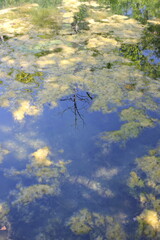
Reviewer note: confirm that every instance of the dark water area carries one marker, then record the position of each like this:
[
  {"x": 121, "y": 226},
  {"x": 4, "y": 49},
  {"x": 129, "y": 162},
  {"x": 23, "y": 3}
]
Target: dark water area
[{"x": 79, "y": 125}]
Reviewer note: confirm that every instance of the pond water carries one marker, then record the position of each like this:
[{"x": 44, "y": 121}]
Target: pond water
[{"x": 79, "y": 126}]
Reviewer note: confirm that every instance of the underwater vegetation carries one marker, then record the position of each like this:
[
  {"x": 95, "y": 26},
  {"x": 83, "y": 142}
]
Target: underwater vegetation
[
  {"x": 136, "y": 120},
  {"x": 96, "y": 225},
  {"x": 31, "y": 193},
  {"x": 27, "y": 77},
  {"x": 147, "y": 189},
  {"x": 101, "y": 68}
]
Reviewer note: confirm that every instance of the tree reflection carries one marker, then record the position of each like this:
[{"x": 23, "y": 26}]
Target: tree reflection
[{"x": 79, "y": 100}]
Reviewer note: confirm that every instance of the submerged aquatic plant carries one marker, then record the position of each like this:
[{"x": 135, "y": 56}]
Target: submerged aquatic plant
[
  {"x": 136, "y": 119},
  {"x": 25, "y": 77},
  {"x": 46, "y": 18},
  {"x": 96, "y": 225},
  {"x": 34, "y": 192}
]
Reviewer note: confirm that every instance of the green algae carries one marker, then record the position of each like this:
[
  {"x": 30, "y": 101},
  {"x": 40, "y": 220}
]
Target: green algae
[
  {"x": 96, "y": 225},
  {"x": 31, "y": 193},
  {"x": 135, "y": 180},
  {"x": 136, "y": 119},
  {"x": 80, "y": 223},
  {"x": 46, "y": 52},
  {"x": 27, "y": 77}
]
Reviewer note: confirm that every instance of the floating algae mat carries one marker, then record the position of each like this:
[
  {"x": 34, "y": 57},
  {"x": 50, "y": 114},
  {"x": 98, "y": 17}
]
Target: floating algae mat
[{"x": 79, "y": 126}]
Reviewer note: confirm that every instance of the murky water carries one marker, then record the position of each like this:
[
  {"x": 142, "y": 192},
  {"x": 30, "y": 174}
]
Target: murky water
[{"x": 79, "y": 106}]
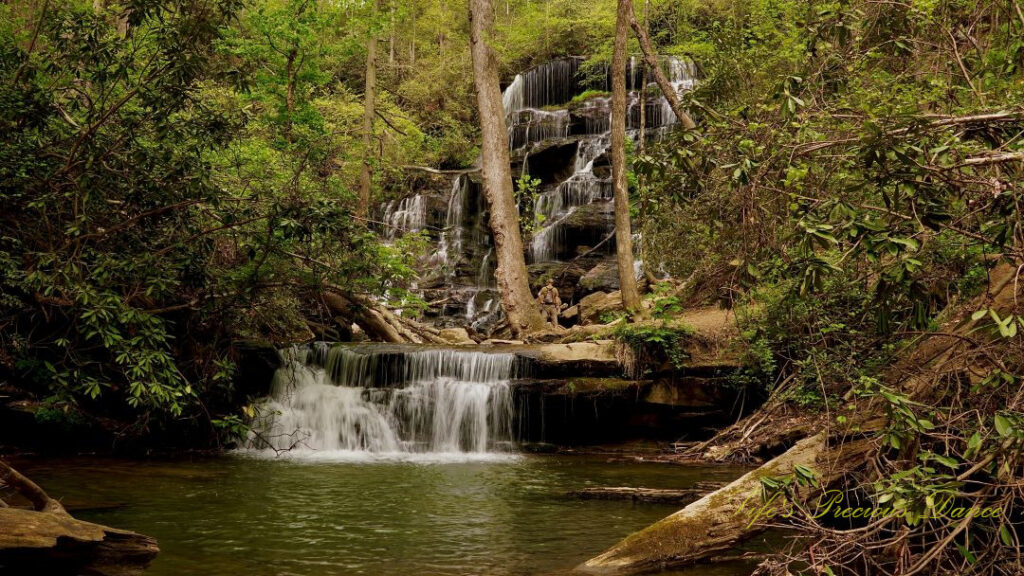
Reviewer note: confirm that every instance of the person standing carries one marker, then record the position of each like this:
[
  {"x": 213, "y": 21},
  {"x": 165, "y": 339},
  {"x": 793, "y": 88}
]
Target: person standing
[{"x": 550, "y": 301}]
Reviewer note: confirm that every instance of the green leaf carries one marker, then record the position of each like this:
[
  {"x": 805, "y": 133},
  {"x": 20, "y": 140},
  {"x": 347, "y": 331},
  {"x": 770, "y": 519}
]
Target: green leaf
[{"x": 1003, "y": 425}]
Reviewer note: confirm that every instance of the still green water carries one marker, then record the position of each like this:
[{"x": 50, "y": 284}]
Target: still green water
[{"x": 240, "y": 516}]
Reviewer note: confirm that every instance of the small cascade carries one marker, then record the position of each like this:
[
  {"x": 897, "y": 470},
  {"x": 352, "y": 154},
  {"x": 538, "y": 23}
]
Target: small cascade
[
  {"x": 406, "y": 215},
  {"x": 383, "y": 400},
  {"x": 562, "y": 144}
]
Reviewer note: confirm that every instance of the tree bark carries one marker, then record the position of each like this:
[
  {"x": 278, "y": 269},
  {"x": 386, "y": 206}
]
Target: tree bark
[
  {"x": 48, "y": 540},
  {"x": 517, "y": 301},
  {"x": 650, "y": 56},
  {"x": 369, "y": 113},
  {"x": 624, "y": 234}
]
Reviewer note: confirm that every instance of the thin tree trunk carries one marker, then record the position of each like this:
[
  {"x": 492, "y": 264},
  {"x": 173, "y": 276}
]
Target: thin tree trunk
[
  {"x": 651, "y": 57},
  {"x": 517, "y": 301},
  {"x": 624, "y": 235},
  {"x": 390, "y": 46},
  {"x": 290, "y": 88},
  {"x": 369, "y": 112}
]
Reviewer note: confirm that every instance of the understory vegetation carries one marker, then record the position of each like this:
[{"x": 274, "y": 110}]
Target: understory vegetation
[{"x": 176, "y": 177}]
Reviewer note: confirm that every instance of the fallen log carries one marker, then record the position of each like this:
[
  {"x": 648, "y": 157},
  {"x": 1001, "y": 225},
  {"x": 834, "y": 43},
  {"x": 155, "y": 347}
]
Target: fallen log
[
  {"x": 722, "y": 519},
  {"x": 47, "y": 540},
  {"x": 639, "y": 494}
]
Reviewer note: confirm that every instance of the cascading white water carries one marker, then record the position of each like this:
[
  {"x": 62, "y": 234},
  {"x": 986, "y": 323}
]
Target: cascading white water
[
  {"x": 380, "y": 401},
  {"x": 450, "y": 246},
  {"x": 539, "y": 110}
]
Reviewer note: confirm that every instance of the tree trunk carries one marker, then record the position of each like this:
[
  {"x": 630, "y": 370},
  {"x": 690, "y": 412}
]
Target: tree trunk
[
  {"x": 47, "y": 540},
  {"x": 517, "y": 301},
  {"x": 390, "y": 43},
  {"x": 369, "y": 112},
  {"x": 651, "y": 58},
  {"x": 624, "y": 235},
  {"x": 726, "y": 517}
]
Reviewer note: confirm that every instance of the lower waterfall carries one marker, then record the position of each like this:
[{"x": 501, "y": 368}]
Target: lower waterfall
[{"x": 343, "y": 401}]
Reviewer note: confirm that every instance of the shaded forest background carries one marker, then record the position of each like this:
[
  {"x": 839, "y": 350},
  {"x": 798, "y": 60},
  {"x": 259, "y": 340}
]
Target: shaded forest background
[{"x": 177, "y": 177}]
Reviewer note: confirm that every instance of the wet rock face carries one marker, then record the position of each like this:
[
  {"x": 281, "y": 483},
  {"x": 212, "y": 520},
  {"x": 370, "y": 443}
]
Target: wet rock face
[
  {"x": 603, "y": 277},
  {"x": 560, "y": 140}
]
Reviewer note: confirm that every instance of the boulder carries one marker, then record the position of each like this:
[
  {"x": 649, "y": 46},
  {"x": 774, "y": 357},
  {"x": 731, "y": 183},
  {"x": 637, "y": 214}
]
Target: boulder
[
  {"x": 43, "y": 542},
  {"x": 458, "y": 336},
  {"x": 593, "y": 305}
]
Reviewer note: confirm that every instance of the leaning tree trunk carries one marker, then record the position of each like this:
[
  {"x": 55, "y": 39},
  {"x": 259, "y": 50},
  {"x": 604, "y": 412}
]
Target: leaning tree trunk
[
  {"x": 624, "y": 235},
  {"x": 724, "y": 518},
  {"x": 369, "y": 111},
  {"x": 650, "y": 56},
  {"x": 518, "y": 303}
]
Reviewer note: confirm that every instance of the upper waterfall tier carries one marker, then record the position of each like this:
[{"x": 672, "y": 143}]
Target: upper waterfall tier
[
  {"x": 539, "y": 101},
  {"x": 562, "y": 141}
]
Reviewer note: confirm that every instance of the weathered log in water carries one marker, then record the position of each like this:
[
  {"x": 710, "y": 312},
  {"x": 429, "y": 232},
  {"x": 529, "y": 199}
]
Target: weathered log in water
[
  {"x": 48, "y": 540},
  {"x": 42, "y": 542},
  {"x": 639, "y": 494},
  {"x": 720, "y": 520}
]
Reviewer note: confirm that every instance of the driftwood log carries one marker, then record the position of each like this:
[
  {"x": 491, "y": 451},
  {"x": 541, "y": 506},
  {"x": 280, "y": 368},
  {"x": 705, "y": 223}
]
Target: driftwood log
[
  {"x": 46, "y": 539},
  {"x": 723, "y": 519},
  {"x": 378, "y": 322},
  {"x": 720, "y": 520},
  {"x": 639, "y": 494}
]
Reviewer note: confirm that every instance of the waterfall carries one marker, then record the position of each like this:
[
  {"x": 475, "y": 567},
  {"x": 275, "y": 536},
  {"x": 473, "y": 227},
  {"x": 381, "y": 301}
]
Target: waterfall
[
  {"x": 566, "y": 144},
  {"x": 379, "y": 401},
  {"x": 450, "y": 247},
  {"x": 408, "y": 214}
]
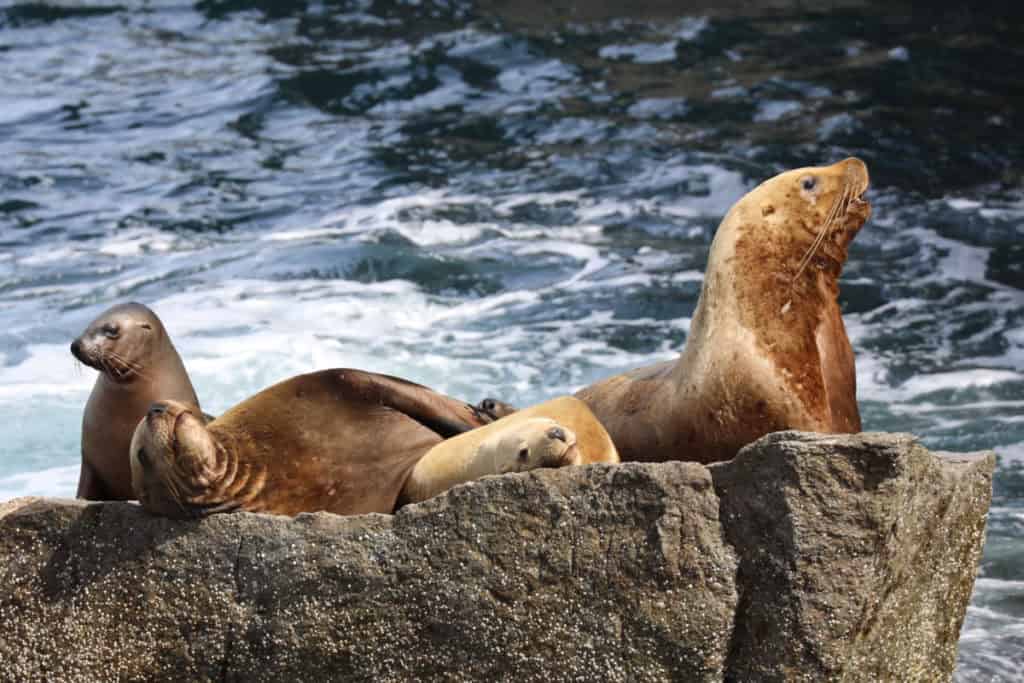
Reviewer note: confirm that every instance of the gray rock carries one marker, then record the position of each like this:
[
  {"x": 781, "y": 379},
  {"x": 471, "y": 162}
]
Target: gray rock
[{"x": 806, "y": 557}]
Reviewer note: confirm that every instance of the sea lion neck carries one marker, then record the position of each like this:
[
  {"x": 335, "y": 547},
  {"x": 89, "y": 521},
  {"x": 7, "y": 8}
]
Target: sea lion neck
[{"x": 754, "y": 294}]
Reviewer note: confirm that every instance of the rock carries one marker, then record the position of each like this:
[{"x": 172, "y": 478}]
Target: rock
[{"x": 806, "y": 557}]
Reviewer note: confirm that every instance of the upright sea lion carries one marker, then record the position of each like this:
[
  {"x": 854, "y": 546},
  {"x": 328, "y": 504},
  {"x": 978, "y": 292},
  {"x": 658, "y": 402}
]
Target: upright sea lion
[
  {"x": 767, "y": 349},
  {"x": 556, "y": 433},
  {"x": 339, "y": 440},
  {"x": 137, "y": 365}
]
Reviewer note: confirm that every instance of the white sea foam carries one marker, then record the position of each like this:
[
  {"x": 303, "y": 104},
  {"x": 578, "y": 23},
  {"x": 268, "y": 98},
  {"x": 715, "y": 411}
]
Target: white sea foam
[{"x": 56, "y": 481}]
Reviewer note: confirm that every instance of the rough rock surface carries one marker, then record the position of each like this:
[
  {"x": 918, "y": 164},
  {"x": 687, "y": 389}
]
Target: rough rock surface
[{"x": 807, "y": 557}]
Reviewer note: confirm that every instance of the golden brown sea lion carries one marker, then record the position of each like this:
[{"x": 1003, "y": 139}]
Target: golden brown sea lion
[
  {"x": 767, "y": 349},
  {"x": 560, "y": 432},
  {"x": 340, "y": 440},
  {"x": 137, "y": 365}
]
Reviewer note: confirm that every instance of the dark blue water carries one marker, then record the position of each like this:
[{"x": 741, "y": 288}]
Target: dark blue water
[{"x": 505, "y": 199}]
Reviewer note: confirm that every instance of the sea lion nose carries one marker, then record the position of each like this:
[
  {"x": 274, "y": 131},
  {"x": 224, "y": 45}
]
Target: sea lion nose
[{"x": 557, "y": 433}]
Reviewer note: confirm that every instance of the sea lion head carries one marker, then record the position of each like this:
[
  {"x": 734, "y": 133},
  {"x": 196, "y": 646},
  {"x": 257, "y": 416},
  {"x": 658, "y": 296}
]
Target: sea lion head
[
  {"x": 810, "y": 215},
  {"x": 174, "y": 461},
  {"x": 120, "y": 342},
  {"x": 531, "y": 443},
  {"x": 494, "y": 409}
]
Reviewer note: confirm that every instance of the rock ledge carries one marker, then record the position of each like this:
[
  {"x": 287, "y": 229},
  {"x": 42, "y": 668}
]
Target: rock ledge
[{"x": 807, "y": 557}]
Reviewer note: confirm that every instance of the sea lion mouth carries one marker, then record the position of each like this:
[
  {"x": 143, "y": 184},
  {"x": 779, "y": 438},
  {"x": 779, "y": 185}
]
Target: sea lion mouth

- - - - -

# PROBLEM TO SOLVE
Whenever the string "mouth" shows up in a line above, copy that line.

# OUTPUT OF THE TASK
Reviewer note: confirm that every instance of the sea lion mouth carries one marker, then record the position of each like this:
Target: sea lion mouth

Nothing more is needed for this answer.